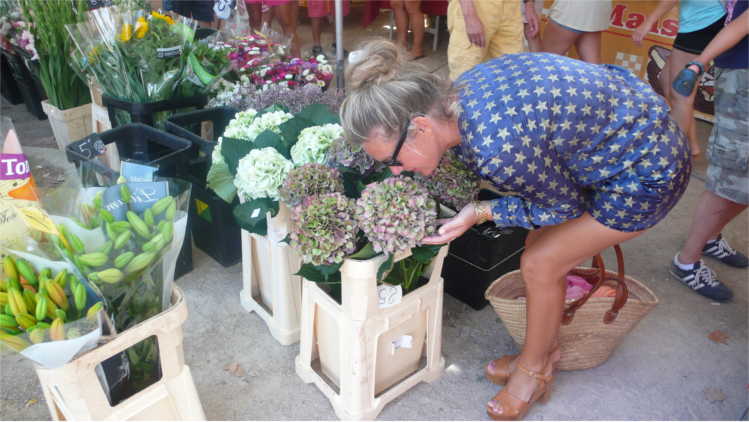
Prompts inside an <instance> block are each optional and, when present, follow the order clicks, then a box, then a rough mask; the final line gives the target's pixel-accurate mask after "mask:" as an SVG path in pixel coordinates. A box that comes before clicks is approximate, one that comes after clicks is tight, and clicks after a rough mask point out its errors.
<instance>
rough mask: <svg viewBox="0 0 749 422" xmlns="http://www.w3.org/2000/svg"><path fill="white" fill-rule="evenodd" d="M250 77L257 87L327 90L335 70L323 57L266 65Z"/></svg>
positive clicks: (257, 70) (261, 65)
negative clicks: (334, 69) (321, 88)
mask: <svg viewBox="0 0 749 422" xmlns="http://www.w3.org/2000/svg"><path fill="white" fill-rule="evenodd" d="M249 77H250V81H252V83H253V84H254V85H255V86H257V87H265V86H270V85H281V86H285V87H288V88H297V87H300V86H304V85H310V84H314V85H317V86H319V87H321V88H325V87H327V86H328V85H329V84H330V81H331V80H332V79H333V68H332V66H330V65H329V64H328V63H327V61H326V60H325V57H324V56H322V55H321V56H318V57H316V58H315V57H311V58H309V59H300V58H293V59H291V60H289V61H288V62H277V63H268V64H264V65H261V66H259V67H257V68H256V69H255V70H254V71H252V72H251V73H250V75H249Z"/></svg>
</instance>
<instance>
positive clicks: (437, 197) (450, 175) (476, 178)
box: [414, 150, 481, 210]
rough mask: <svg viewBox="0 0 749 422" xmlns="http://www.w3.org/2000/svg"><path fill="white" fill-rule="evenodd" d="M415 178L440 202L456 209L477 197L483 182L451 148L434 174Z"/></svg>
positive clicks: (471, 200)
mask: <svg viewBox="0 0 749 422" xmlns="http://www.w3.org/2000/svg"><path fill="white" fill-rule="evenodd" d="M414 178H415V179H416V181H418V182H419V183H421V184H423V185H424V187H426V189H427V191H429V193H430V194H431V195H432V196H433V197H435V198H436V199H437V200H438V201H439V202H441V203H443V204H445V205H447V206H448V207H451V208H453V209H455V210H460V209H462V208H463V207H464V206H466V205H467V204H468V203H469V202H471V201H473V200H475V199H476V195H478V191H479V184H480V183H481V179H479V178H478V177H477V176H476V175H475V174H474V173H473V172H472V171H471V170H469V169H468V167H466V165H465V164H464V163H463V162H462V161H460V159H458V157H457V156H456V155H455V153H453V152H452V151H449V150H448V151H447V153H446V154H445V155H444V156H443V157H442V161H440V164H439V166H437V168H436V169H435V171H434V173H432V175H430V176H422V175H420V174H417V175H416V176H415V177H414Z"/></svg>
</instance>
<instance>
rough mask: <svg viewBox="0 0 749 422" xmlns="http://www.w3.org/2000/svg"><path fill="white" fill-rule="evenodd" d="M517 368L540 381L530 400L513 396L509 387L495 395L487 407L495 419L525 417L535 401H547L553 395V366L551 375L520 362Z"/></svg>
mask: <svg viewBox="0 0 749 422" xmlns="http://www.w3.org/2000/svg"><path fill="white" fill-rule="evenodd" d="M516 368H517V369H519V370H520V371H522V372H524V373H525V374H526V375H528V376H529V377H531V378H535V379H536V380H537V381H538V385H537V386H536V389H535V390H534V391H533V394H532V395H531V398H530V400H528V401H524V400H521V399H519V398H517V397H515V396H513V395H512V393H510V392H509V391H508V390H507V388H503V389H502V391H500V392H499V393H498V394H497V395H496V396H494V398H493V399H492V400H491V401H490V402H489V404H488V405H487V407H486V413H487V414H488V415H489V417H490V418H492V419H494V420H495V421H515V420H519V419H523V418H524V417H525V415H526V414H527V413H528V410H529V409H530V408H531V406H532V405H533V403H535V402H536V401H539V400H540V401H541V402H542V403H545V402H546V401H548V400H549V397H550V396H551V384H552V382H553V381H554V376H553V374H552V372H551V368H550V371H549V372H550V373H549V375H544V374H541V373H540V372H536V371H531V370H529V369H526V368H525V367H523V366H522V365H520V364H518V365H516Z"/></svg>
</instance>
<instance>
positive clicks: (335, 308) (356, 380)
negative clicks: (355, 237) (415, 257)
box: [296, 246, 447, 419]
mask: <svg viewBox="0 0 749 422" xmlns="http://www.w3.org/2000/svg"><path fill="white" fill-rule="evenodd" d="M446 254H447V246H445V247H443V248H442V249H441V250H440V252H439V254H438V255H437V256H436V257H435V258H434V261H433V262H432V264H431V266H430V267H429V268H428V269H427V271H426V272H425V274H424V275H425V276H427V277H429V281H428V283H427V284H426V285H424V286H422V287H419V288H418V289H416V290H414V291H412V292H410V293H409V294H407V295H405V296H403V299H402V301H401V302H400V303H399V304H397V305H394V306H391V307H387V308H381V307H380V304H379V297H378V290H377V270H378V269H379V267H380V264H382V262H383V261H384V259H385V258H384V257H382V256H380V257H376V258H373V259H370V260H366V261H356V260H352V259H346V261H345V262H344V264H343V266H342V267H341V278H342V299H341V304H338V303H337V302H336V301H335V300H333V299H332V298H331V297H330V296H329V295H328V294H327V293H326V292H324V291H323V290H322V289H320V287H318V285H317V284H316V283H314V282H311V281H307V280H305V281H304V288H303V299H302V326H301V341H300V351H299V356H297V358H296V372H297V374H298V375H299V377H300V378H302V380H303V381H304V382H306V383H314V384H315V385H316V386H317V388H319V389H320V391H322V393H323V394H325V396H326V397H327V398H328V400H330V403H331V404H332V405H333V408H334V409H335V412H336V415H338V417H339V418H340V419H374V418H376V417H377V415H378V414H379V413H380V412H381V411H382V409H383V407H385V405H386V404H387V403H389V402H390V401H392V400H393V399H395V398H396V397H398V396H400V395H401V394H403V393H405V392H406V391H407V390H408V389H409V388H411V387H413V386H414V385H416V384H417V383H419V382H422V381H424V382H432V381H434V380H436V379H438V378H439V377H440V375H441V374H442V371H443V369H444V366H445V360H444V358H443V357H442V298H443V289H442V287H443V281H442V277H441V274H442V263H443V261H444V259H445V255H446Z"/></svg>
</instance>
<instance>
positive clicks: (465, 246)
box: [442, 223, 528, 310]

WORK ORDER: Starting with the first line of the records and continuing through the line with "box: [414, 150, 481, 210]", express those lines as a JSON list of strings, one string per line, skipping blank lines and leaving the pictures out.

ANSWER TO THIS EXERCISE:
[
  "Prompts inside an <instance> block are each optional and, when present, follow the order clicks, then a box, then a rough mask; the final line gives the target's pixel-accurate mask after \"mask:\" as an SVG path in pixel coordinates. A box that comes before clicks is approximate, one that comes after clicks is tight, and clicks after a rough mask point out its errors.",
  "<instance>",
  "rough mask: <svg viewBox=\"0 0 749 422\" xmlns=\"http://www.w3.org/2000/svg\"><path fill=\"white\" fill-rule=\"evenodd\" d=\"M250 77L257 87L327 90L335 70L323 57L266 65Z\"/></svg>",
  "positive clicks: (257, 70) (261, 65)",
  "negative clicks: (334, 69) (321, 88)",
  "mask: <svg viewBox=\"0 0 749 422\" xmlns=\"http://www.w3.org/2000/svg\"><path fill=\"white\" fill-rule=\"evenodd\" d=\"M249 77H250V81H252V83H253V84H254V85H255V86H257V87H265V86H270V85H281V86H285V87H288V88H297V87H300V86H304V85H310V84H314V85H317V86H319V87H321V88H325V87H327V86H328V85H329V84H330V81H331V80H332V79H333V68H332V66H330V65H329V64H328V63H327V61H326V60H325V57H324V56H322V55H321V56H318V57H316V58H315V57H311V58H309V59H300V58H293V59H291V60H289V61H288V62H277V63H268V64H264V65H261V66H259V67H257V68H256V69H255V70H254V71H252V72H251V73H250V75H249Z\"/></svg>",
  "</instance>",
  "<instance>",
  "positive clicks: (437, 197) (450, 175) (476, 178)",
  "box: [414, 150, 481, 210]"
]